- [Task instructions]
Please carry on the tribute to Peter below, starting right after its final sentence.

- [Provided passage]
At the Economic Commission for Africa, in 2013, you came to the rescue more than once with our work on ClimDev – this was a terrain that you knew well having spent several years at ECA and had delivered a stellar performance as a Communications Director and Special Advisor to the Executive Secretary. You quickly took to task – using all your networking skills – and harnessing all your resources together. We had successful ‘Climate Change and Development in Africa’ Conferences – you drew on your huge innovation reservoir and suggested a technology element which enabled conference participants to interact and share important findings in real time. You mobilized a small and effective comms team and worked on daily briefings that covered the events of CCDA in English and French. You took the initiative of organising media training workshops on the margin, demonstrating that journalists need tools to tell good stories on climate change. The best CCDA conferences were the ones that you were part of, due to your ability to produce a strong current connecting creativity, innovation, and audacious goals. You changed the landscape of the conference in the way in which we communicated climate change – and like many of us – you saw the importance of focussing on an ‘opportunity narrative’ – a narrative that exemplified an Africa of resilience, a narrative that portrayed the multitude of options that can be found, a narrative which rejected that Africa’s choices were all hemmed in a blanket of cascading doom and gloom.

In all of this, I will remember your intellectual rigour – you were always quick to respond to a call, but this swiftness was matched with a supreme intellectual depth – for you the job was never done unless it was put under the microscope of the highest quality test. Beyond this sense of excellence and gold standards intellectualism, you demonstrated a generosity of spirit that was equal to none – you were the man that stood tall because you demanded that others stood with you – you did not attempt to do it all – and you dished out opportunities like little goody bags that cannot be contained or owned, but needed to constantly change hands in this great flux of life. Indeed, we can all attest to a Peter e-mail in which you inscribed the famous words: “please share with your networks”!

- [Source data]
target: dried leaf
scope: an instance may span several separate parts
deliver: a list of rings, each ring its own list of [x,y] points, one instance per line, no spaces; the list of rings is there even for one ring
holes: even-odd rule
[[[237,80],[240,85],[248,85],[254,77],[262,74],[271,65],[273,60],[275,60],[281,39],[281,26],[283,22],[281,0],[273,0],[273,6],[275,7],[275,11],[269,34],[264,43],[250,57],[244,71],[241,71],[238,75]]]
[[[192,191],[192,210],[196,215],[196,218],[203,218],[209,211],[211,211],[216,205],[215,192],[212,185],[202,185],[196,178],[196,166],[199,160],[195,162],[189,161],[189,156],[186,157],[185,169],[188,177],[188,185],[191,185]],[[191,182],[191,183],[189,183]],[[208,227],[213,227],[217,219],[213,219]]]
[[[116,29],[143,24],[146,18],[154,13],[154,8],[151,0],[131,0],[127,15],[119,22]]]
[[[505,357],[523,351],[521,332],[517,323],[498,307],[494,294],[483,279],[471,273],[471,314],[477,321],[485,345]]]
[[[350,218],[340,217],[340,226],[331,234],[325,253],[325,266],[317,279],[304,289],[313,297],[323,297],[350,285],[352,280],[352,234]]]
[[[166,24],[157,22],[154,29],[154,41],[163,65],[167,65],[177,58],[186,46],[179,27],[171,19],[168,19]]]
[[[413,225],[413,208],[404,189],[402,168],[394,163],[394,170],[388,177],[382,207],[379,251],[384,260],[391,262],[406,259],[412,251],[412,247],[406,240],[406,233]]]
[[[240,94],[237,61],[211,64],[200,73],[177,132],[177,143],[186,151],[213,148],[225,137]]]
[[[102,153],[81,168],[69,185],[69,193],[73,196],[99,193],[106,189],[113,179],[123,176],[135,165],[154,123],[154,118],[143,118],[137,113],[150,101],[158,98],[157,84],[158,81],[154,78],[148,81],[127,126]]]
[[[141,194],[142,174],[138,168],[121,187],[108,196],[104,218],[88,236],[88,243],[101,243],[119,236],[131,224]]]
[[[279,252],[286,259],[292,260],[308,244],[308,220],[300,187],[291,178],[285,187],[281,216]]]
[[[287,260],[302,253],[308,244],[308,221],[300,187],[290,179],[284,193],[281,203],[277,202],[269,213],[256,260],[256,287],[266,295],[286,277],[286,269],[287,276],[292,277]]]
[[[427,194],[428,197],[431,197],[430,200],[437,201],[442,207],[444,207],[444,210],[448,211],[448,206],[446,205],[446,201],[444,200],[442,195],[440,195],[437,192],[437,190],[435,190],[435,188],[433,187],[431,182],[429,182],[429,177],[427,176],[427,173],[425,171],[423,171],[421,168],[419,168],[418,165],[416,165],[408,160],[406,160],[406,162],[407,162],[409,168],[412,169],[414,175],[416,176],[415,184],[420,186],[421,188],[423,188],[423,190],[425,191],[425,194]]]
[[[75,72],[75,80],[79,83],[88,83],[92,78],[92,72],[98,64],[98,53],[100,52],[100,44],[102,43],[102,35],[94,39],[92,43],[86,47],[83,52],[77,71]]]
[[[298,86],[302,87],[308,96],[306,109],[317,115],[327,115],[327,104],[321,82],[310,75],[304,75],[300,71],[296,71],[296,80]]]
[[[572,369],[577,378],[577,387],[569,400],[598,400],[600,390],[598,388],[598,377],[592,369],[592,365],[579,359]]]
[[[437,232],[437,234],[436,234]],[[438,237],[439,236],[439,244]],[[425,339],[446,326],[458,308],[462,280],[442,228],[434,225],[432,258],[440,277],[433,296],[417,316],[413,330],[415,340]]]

- [Response]
I will miss your candour – your no-nonsense manner of telling it as it is – your belief that being forthright is being authentic, even if this often comes at a price – and one you were not afraid to pay. But, most of all it was always endearing to see how you interacted with your girls – how you laughed with them- and how soulful and vibrant you were each time you spoke of them and about them – whether you were on travels – or in their company. In many ways, both Jarra and Yassine are exceptionally ‘lucky’ to have the legacy of warm memories of you and Ciru, but even more, they will always be told just how truly wonderful you were. Memories of your good deeds will follow them and act as buffer in their adult life as they go through their own life experiences – we will all carry testimonies of your sardonic humour, sound advice, strong mentorship and wonderful connections that will endure because we had the good fortune of meeting and knowing you.

Yes, death may have snuffed that oxygen out of your lungs, but the oxygen that resonated through your voice, the oxygen that ran deep in the ways you connected people to ideas, the oxygen that celebrated family and friends and the oxygen that embodied your quest for knowledge, for truth, and your amazing kinship with equity and fairness, will live on.

Death has struck, cold, brutal and heartless – but we – your friends and family – take heart in the wonderful and beautiful legacy that will ripple through the rest of our days, as we look towards the heavens and smile at our brother, friend, ally, mentor and partner Fifi da Costa. The pain is gone, the fight was worth it, your courage is not lost and we pray that the angels in the hereafter are beaming soothingly as they welcome you to a warm home that is free from pain. Adieu … Rest in Peace, dearest Fifi. Your mission on this earth has been fulfilled… the heaven awaits and we pray that God continues to keep watch over your family!